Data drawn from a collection
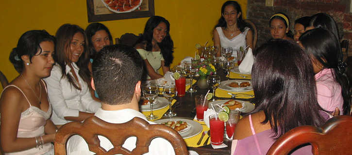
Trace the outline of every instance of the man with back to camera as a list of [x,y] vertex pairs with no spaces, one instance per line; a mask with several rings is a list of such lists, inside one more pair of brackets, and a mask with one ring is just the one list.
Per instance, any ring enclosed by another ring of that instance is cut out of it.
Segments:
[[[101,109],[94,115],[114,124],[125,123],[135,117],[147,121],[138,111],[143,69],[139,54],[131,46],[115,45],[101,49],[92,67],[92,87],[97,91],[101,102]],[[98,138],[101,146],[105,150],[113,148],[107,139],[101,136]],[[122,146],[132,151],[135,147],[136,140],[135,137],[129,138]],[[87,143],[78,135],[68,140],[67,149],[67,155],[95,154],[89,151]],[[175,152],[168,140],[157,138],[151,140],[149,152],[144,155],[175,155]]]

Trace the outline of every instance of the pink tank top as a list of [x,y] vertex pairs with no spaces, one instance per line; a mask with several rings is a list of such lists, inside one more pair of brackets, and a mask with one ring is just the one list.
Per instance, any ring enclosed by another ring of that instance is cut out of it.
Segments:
--
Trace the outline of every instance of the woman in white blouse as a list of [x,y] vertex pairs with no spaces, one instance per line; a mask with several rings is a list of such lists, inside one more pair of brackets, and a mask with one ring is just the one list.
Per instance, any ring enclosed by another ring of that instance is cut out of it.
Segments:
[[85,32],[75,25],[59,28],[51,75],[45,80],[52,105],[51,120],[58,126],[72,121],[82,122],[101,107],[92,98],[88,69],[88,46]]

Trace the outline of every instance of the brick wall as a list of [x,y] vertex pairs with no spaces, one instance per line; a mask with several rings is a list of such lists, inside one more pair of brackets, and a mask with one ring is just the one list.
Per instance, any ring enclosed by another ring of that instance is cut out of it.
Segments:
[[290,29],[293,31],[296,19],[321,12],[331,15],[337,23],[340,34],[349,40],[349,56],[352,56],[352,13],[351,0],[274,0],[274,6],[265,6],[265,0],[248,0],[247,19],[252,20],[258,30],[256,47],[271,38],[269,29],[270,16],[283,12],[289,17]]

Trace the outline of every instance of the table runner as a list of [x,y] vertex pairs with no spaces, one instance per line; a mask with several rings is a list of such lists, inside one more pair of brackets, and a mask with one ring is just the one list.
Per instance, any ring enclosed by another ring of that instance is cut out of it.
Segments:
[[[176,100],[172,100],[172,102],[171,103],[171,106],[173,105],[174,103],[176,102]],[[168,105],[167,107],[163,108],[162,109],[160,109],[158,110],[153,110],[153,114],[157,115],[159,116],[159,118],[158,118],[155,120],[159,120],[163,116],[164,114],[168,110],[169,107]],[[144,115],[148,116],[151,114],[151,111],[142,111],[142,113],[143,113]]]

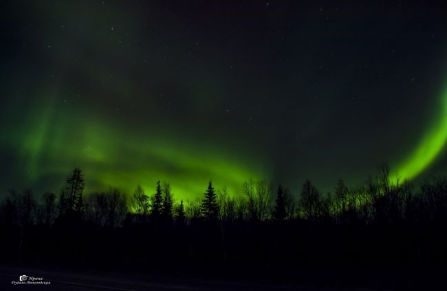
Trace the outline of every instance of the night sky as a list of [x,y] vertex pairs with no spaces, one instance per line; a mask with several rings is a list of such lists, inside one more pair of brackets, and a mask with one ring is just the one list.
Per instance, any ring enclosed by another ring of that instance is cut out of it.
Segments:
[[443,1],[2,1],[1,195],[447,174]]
* * *
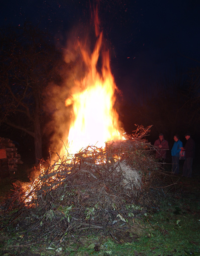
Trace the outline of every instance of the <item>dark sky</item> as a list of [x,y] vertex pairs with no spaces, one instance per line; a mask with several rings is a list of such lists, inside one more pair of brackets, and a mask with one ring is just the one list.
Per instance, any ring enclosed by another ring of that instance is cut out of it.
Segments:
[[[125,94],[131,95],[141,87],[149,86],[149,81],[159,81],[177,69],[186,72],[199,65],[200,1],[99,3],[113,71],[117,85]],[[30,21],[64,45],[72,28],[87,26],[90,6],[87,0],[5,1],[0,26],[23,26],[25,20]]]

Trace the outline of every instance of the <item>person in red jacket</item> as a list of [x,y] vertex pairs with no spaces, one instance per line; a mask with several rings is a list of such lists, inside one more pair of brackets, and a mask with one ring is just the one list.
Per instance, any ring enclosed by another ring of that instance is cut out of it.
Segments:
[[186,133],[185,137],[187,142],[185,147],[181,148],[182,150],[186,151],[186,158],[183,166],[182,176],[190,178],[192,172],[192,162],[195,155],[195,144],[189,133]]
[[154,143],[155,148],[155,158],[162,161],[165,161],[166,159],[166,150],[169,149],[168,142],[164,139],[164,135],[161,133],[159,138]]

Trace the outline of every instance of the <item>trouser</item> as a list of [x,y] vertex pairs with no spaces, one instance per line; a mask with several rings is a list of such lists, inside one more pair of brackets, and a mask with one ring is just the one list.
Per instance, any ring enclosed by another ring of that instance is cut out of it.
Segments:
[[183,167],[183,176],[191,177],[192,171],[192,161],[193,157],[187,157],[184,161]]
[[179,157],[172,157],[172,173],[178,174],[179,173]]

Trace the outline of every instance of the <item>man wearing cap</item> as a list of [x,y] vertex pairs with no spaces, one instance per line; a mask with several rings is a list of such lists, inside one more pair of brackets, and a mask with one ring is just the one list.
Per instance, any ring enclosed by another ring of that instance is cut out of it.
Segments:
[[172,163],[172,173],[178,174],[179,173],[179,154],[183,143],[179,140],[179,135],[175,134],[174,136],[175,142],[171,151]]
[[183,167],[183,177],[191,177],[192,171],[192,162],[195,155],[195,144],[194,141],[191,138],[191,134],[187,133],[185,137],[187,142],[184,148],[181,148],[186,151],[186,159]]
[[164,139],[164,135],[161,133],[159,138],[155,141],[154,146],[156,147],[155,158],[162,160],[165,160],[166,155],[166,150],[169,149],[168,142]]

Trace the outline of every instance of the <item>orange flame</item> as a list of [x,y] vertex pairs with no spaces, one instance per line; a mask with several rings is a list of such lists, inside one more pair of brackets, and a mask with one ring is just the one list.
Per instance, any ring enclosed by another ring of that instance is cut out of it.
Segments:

## [WORK TO DO]
Render the lines starting at the one containing "Trace the outline of every instance of the night" and ending at the one containing "[[443,1],[2,1],[1,195],[447,174]]" as a Markdown table with an Index column for the line number and a Line column for the text, omitting any blank lines.

## [RESULT]
| Index | Line |
|---|---|
| 1 | Trace the outline of every instance of the night sky as a list of [x,y] vertex pairs with no spaces, one instance per line; a mask with several rings is a list of such lists, inside one more pair of brackets, and a mask with one ring is just the one list. |
| 2 | Per instance, any ring enclosed by another ring of that instance is cut out of it. |
| 3 | Segments: |
| 4 | [[443,1],[2,1],[1,195],[447,174]] |